*Passage to read*

(Release Info London schedule; June 14th, 2919, Cineworld Greenwich, The O2, Peninsula Square, London SE10 0DX, United Kingdom, 21:10pm)
"The Hummingbird Project"
From director Kim Nguyen comes a modern-day 'David & Goliath' story that is equal parts financial thriller and human drama, excavating the pitfalls and perils of two men who risk everything in order to have it all.
Cousins from New York, Vincent Zaleski (Jesse Eisenberg) and Anton Zaleski (Alexander Skarsgård) are players in the high-stakes game of 'High Frequency Trading', where winning is measured in milliseconds. Their dream? To build a fiber-optic cable straight line between Kansas and New Jersey, making them millions. But nothing is straightforward for this flawed pair. Anton is the brains, Vincent is the hustler, and together they push each other and everyone around them to breaking point on their quixotic adventure. Constantly breathing down their necks is their old boss Eva Torres (Salma Hayek) a powerful, intoxicating and manipulative trader who will stop at nothing to come between them and beat them at their own game. No matter what the cost, Vincent and Anton are determined to cut through America, only to find redemption at the end of their line, not through money, but through family and reconnecting to the land.
Cousins from New York, Vincent and Anton are players in the high-stakes game of high frequency trading, where winning is measured in milliseconds. Vincent is the hustler and Anton is the brains; together they push each other and everyone around them in their quixotic quest to attain 'The Ultimate American Dream'. Embarking on 'The Herculean' task of installing a fiber-optic cable in a straight line between Kansas and New Jersey, so they can yield faster trades and greater riches, the cousins clash with their rapacious former boss, Eva Torres, a hedge-fund manager who tries to beat them at their own game using a rival technology. Racing against time, navigating heavy machinery, stubborn landowners, and the elements, Vincent and Anton move mountains to cut through America and get rich faster, only to find redemption and renewal at the end of the line. The film exposes the ruthless edge of our increasingly digital world.

*Required work*
a – Answer these questions using the film description:
(i) Who directed the film?
(ii) Between which two states do the cousins plan to lay the fiber-optic cable?
(iii) Which actor plays Eva Torres?
b – Quote the film description from "(Release Info London" up to and including "have it all.".
The listing that follows this point was drawn from a separate source.

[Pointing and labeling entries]
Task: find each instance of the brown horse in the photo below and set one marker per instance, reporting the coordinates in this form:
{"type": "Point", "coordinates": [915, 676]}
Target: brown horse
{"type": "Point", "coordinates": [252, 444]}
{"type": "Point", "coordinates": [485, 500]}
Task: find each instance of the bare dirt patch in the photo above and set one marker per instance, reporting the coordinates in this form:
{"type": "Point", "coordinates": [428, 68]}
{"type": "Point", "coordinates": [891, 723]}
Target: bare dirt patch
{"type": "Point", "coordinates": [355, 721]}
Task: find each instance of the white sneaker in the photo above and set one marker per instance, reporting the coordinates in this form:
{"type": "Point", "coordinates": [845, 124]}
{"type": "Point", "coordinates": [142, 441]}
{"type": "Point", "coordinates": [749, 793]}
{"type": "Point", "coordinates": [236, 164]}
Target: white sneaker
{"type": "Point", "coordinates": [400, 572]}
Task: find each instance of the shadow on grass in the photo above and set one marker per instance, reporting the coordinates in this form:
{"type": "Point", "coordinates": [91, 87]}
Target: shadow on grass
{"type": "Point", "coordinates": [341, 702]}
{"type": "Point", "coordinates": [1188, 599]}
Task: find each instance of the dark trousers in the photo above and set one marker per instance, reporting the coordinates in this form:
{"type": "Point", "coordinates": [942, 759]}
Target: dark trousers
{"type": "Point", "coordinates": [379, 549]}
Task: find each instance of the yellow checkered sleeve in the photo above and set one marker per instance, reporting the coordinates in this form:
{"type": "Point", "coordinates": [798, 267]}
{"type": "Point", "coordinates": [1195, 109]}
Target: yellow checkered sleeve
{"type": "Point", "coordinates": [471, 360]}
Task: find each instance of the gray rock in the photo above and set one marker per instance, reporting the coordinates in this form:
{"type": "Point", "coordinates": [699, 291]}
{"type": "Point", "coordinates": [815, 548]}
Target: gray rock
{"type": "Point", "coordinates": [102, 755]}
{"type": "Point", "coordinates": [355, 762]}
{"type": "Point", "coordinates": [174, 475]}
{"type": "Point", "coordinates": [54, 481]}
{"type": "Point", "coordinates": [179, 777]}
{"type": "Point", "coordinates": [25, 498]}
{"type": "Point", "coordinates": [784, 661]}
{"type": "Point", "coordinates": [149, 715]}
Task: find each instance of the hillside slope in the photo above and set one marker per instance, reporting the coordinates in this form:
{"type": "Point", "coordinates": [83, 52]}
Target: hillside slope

*Answers to the tasks*
a –
(i) Kim Nguyen
(ii) Kansas and New Jersey
(iii) Salma Hayek

b –
(Release Info London schedule; June 14th, 2919, Cineworld Greenwich, The O2, Peninsula Square, London SE10 0DX, United Kingdom, 21:10pm)
"The Hummingbird Project"
From director Kim Nguyen comes a modern-day 'David & Goliath' story that is equal parts financial thriller and human drama, excavating the pitfalls and perils of two men who risk everything in order to have it all.